やること —
• 1. 教習ビデオの記事で、「・」を付けて並べてある疑問をすべて書き出してください。
• 2. 次の(a)〜(c)が教習ビデオの記事の内容と合っているか、それぞれ「はい」か「いいえ」で答え、決め手になる記事中の言葉をそのまま引用してください。
(a) 自動車教習用の映像が最初に作られたのは、1970年代の後半くらいとされている。
(b) キノックスは教習ビデオだけを作っている会社である。
(c) 今はブルーレイでの販売がいちばん多い。
• 3. 教習ビデオの記事を、最後の文の続きから書き進めてください。

本文 —
· · ·
よく自動車教習所で見る、交通安全のルールを教えるビデオ。テキストだけではつかみにくい内容でも、わかりやすく理解できる。
しかしあのビデオ、いったいどうやって作っているのか︎ いろんな疑問が湧く。
・そもそもどんな人たちが作っているの?
・台本は誰が作るの?
・どうやって撮影するの?
・警察から協力を受けているの?
・出演者さんは、いったい何者なの?
・なんで「あの車追い越してよ」って、彼女が彼氏をあおるシーンがあるの?
あらゆる映像作品の中でもっともその正体が知られず、作るところさえ想像しづらいもののひとつだ。ならば、取材して真相を知りたい。
そこで、映像制作会社の株式会社キノックス代表取締役・熊田英明さんにお話を伺った。
教習映像が生まれたのは1970年代
辰井「そもそも、自動車教習用の映像が最初に作られたのは、いつごろですか?」
熊田「1970年代の後半くらいとされていて、おそらく一番最初に制作した会社は教習映画センターじゃないかな」
辰井「そんな会社があったんですね」
熊田「その後、うちの販売元であるテクニカAVもできたんだけど、当時は数社しか作っていなかったね」
自動車学校用の教材などを制作するテクニカAVから発注を請け、キノックスが教習ビデオを制作する
キノックスでは映画やテレビ番組から販促用の動画まで、さまざまなジャンルの映像を制作している
辰井「キノックスさんではこれまでに、どれくらいの教習映像を作ってきたんですか?」
熊田「少なくとも100本以上は作っているかな」
辰井「カタログを読むと、DVD1本で6万円とか9万円とか。結構なお値段ですね」
熊田「でも、たしかフィルムの時代は18万円だったよ」
辰井「これでも、だいぶ安くなったんですか。一般向けにたくさん売れるわけじゃないから、適正価格なんでしょうね。ちなみにブルーレイもありますか?」
熊田「ブルーレイは汎用性が悪いので少ないな。今はDVDよりも、PCやタブレット向けにデータでの販売がメインだね。これからはオンラインでの教習も始まるみたいだよ」
· · ·
資料 —
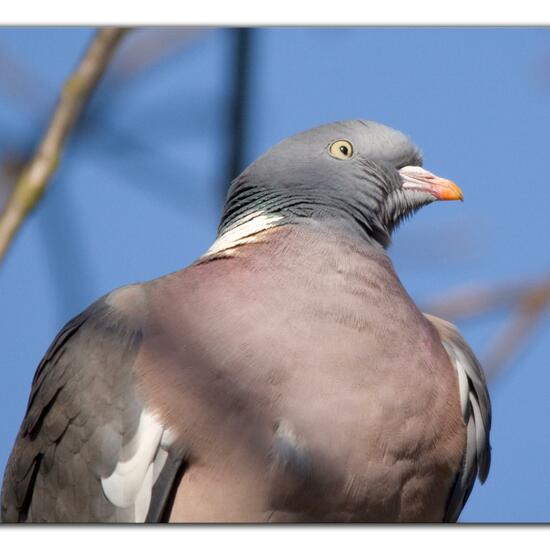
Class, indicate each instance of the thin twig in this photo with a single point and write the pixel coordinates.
(528, 302)
(74, 96)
· · ·
答え —
• 1.
・そもそもどんな人たちが作っているの?
・台本は誰が作るの?
・どうやって撮影するの?
・警察から協力を受けているの?
・出演者さんは、いったい何者なの?
・なんで「あの車追い越してよ」って、彼女が彼氏をあおるシーンがあるの?

• 2.
(a) はい 「1970年代の後半くらいとされていて」
(b) いいえ 「キノックスでは映画やテレビ番組から販促用の動画まで、さまざまなジャンルの映像を制作している」
(c) いいえ 「今はDVDよりも、PCやタブレット向けにデータでの販売がメインだね」

• 3.
新しいビデオを作るきっかけは「法律改正」
辰井「どんなチーム体制で、どんな順序を経てビデオを作るんですか?」
熊田「まず、道路交通法が改正されるときには必ず新作か改訂版をつくることになるね。新しい法律に則した内容の映像を用意しなければならないから」
辰井「交通法が改正されるたびに、新しい映像づくりがスタートするんですね」
熊田「あとは古い映像だとリアリティがなくて説得力に欠けるから、古いものから順にリニューアルしている。だいたい毎年、決まった時期にテクニカさんから『今年度は教習課程○番と○番についてのビデオを作りましょう』と発注がくるよ」
辰井「たしかに教習所で新しい映像が流れると、うれしかったですね」
熊田「そこから制作会社でいろんな会議をして、まずはシナリオライターが台本を作る」
辰井「ええ、シナリオライターさんまでいるんですか?」
熊田「うん、たとえばふだんは映画やドラマの物語を書く人や、テレビの放送作家をしている人がシナリオライターを担当しています」
辰井「意外だ、ちゃんと話づくりのプロに依頼するんですね」
熊田「でも、やっぱりそこは教育用映像だからね。初心者ドライバーが理解しやすいような説明の仕方や工夫を盛り込むために、監修のテクニカさんと何度も打ち合わせを重ねて台本を完成させるんだ。テクニカさんもこだわりが強いから、5~6稿まで書き直すこともある。これが大変だよ、なかなか撮影に入れない(笑)」
辰井「シナリオライターのうめき声が聞こえますね(笑)。制作魂のぶつかり合いだ」
熊田「あとは監督がいて、現場で撮影さん、製作部や助監督さんがいる。1チームで4~5人かな」
辰井「気やすく考えていましたが、しっかりと映像作品を作る体制なんですね」
熊田「もちろん! 教習ビデオといっても、ひとつの映像作品だからね。いっさい手は抜きません」
辰井「撮影を担当するのはどんな方ですか?」
熊田「キノックスでは本職が映画監督の人が撮影することが多いね。他社ではCM畑の人も多いと聞きます。私が前にいた会社では、元日活の映画の監督とカメラマンが、教習用の映画を作っていてね」
辰井「日活、かつての大映画会社ですよね。というか『教習用の映画』とは?」
熊田「昔の教習所では、16mm映写機から映画で上映していたの。ビデオに変わってきたのが20年位前だね」
辰井「ビデオになったのは、だいぶ最近なのか!」
カメラはドライバーの顔の真後ろに置く?
辰井「撮影で苦労することはありますか?」
熊田「たくさんある。特にロケーションと天気だな。やっぱり晴れの方が明るくて映えるし、交通状況が見えやすいから、基本的に雨の日は現場を休みにせざるを得ないんだ」
辰井「たしかに、ビデオに雨の日ってあまりなかった気がします」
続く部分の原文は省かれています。